(Set problem): Print the listing below word for word, leaving out the pictures.

(Input for this task):
** start **
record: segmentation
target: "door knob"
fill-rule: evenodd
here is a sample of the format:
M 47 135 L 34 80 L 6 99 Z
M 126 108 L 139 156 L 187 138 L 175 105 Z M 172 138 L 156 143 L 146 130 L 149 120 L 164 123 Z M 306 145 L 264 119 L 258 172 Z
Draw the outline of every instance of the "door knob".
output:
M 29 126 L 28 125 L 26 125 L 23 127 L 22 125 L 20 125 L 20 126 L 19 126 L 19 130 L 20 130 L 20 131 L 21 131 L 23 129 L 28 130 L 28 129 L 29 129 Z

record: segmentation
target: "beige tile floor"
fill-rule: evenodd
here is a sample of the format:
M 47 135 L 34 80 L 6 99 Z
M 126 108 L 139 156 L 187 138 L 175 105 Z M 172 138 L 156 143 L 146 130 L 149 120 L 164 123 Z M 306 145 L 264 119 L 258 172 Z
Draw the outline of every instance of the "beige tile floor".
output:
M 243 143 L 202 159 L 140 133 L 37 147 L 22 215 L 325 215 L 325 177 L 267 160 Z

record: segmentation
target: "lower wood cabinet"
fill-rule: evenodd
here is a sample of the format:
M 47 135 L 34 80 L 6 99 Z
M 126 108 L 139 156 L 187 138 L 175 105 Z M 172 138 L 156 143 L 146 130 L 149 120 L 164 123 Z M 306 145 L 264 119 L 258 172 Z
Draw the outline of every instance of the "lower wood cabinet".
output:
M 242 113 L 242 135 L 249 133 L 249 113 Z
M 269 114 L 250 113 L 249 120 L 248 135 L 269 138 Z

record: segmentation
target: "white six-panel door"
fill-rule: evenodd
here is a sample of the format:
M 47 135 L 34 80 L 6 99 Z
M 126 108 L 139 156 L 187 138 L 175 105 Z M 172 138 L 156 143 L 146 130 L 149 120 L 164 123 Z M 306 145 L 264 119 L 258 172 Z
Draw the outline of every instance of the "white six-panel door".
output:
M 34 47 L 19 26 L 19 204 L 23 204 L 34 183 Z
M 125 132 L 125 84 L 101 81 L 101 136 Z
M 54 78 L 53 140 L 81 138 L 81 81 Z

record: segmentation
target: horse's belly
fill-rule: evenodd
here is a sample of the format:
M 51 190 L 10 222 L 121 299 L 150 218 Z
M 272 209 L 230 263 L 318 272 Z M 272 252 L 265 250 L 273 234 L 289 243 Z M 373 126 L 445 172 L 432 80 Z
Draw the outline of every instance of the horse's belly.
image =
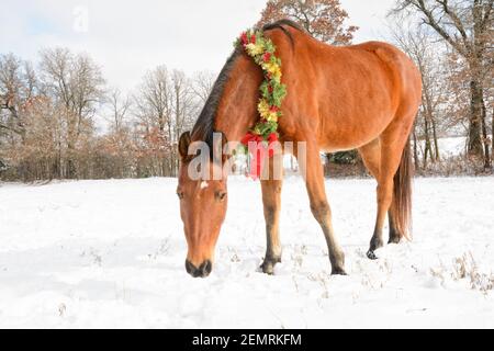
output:
M 319 146 L 326 152 L 360 148 L 375 140 L 392 120 L 392 113 L 328 118 L 323 123 Z

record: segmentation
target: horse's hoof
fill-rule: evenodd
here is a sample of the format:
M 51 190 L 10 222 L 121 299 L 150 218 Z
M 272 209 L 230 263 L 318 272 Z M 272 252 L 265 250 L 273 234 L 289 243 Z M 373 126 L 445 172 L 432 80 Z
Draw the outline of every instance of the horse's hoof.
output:
M 332 275 L 348 275 L 343 268 L 333 269 Z
M 268 275 L 274 275 L 274 265 L 277 265 L 277 263 L 280 263 L 281 260 L 266 260 L 261 267 L 260 270 L 262 271 L 262 273 L 268 274 Z
M 369 251 L 367 252 L 367 258 L 368 258 L 369 260 L 372 260 L 372 261 L 375 261 L 375 260 L 378 259 L 378 257 L 375 256 L 375 252 L 372 251 L 372 250 L 369 250 Z

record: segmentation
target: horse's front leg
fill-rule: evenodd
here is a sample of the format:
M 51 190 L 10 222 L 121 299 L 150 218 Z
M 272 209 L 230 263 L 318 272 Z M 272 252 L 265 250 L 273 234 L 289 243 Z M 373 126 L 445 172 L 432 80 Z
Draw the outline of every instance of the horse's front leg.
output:
M 266 257 L 261 269 L 266 274 L 273 274 L 274 265 L 281 262 L 280 210 L 283 163 L 280 158 L 274 157 L 270 160 L 269 176 L 265 173 L 261 180 L 267 237 Z
M 311 201 L 311 211 L 321 225 L 326 238 L 332 263 L 332 274 L 347 275 L 345 272 L 345 254 L 333 229 L 332 208 L 326 196 L 319 150 L 315 145 L 307 144 L 306 157 L 304 158 L 302 155 L 299 155 L 297 159 L 305 178 Z

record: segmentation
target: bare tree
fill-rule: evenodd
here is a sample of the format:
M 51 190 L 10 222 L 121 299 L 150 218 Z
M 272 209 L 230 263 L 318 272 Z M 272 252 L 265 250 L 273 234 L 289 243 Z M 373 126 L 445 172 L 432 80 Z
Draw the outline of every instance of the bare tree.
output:
M 351 43 L 357 26 L 345 24 L 348 13 L 339 0 L 269 0 L 258 25 L 291 19 L 322 42 Z
M 109 93 L 108 103 L 111 107 L 109 120 L 112 124 L 112 129 L 117 133 L 124 126 L 125 120 L 130 114 L 132 98 L 130 95 L 123 97 L 120 89 L 114 88 Z
M 0 56 L 0 131 L 25 136 L 22 109 L 36 89 L 36 76 L 30 63 L 13 54 Z
M 489 147 L 483 149 L 485 125 L 484 80 L 493 69 L 487 59 L 493 49 L 494 0 L 398 0 L 395 12 L 418 14 L 467 63 L 470 79 L 469 154 L 484 157 L 490 167 Z M 486 152 L 485 152 L 486 151 Z
M 97 105 L 104 98 L 104 79 L 100 68 L 86 55 L 67 48 L 41 53 L 42 82 L 63 110 L 67 146 L 66 177 L 77 177 L 76 154 L 82 134 L 92 133 Z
** end **
(Final result):
record: segmentation
target: "door knob"
fill-rule: evenodd
here is a sample of the format:
M 47 135 L 34 80 L 6 99 Z
M 126 108 L 139 156 L 187 138 L 175 105 Z M 172 138 L 156 143 L 146 130 L 149 120 L 164 123 Z M 306 145 L 264 119 L 258 172 Z
Draw the outline of every instance of the "door knob".
output:
M 29 126 L 28 125 L 26 125 L 23 127 L 22 125 L 20 125 L 20 126 L 19 126 L 19 130 L 20 130 L 20 131 L 21 131 L 23 129 L 28 130 L 28 129 L 29 129 Z

record: segmentation
target: "beige tile floor"
fill-rule: evenodd
here is a sample of the format:
M 47 135 L 34 80 L 6 99 Z
M 126 108 L 139 156 L 187 138 L 175 105 Z M 172 138 L 156 143 L 146 130 L 149 120 L 164 123 Z M 306 145 L 264 119 L 258 172 Z
Draw the outline of every instance of the "beige tile floor".
output:
M 243 143 L 202 159 L 140 133 L 37 147 L 22 215 L 325 215 L 325 177 L 267 160 Z

record: segmentation
target: "lower wood cabinet"
fill-rule: evenodd
here is a sample of the format:
M 47 135 L 34 80 L 6 99 Z
M 126 108 L 139 156 L 187 138 L 175 105 Z M 172 138 L 156 143 L 146 130 L 149 120 L 164 123 Z M 306 145 L 264 119 L 258 172 Z
Draw the outline of every instance of the "lower wood cabinet".
output:
M 242 113 L 242 135 L 249 133 L 249 113 Z
M 269 114 L 250 113 L 249 120 L 248 135 L 269 138 Z

record: segmentation
target: "white six-panel door"
fill-rule: evenodd
here is a sample of the format:
M 47 135 L 34 80 L 6 99 Z
M 126 108 L 139 156 L 187 138 L 175 105 Z M 172 138 L 156 143 L 146 130 L 149 120 L 164 123 Z M 306 145 L 264 119 L 258 172 Z
Draw the outline of every instance of the "white six-panel door".
output:
M 34 47 L 19 26 L 19 204 L 23 204 L 34 183 Z
M 125 132 L 125 84 L 101 81 L 101 136 Z
M 54 78 L 53 140 L 81 138 L 81 81 Z

record: segmentation
target: horse's belly
fill-rule: evenodd
here is a sample of the format:
M 51 190 L 10 222 L 121 299 L 150 218 Z
M 272 209 L 230 263 L 318 272 Z M 272 252 L 265 250 L 273 234 L 289 243 Z M 373 126 L 445 172 L 432 80 Z
Draw the outline of every instance of the horse's belly.
image =
output:
M 319 146 L 326 152 L 360 148 L 375 140 L 392 120 L 392 113 L 328 118 L 323 123 Z

record: segmentation
target: horse's hoof
fill-rule: evenodd
here is a sample of the format:
M 51 190 L 10 222 L 121 299 L 150 218 Z
M 272 209 L 230 263 L 318 272 Z M 272 252 L 265 250 L 273 234 L 289 243 Z M 373 126 L 445 172 L 432 80 Z
Draw the outline of every instance of the horse's hoof.
output:
M 332 275 L 348 275 L 343 268 L 333 269 Z
M 268 275 L 274 275 L 274 265 L 277 265 L 277 263 L 280 263 L 281 260 L 266 260 L 261 267 L 260 270 L 262 271 L 262 273 L 268 274 Z
M 369 251 L 367 252 L 367 258 L 368 258 L 369 260 L 372 260 L 372 261 L 375 261 L 375 260 L 378 259 L 378 257 L 375 256 L 375 252 L 372 251 L 372 250 L 369 250 Z

record: segmentation
target: horse's front leg
fill-rule: evenodd
here is a sample of the format:
M 51 190 L 10 222 L 121 299 L 150 218 Z
M 272 209 L 230 263 L 318 272 Z M 272 252 L 265 250 L 273 234 L 289 243 Z M 373 126 L 445 172 L 432 80 Z
Draw the outline of every instance of the horse's front leg.
output:
M 266 257 L 261 269 L 266 274 L 273 274 L 274 265 L 281 262 L 280 210 L 283 163 L 280 158 L 274 157 L 270 160 L 269 176 L 265 173 L 261 180 L 267 237 Z
M 311 201 L 311 211 L 321 225 L 326 238 L 332 263 L 332 274 L 347 275 L 345 272 L 345 254 L 333 229 L 332 208 L 326 196 L 319 150 L 315 145 L 307 144 L 306 157 L 304 158 L 302 155 L 299 155 L 297 159 L 305 178 Z

record: segmentation
target: bare tree
fill-rule: evenodd
here is a sample of the format:
M 51 190 L 10 222 L 121 299 L 150 218 Z
M 272 209 L 230 263 L 318 272 Z M 272 252 L 265 250 L 273 234 L 289 243 Z M 373 126 L 445 172 L 432 80 Z
Draw the outline of every instance of the bare tree.
output:
M 351 43 L 357 26 L 345 24 L 348 13 L 339 0 L 269 0 L 258 25 L 291 19 L 322 42 Z
M 109 93 L 108 103 L 111 107 L 109 120 L 112 124 L 112 129 L 117 133 L 124 126 L 125 120 L 130 114 L 132 98 L 130 95 L 123 97 L 120 89 L 114 88 Z
M 0 56 L 0 131 L 25 136 L 22 109 L 36 89 L 36 76 L 30 63 L 13 54 Z
M 489 147 L 483 149 L 485 125 L 484 80 L 493 69 L 487 59 L 493 49 L 494 0 L 398 0 L 395 12 L 418 14 L 467 63 L 470 79 L 469 154 L 484 157 L 490 167 Z M 486 152 L 485 152 L 486 151 Z
M 97 105 L 104 98 L 104 79 L 100 68 L 86 55 L 67 48 L 41 53 L 42 82 L 63 110 L 67 146 L 66 177 L 77 177 L 76 154 L 82 134 L 92 133 Z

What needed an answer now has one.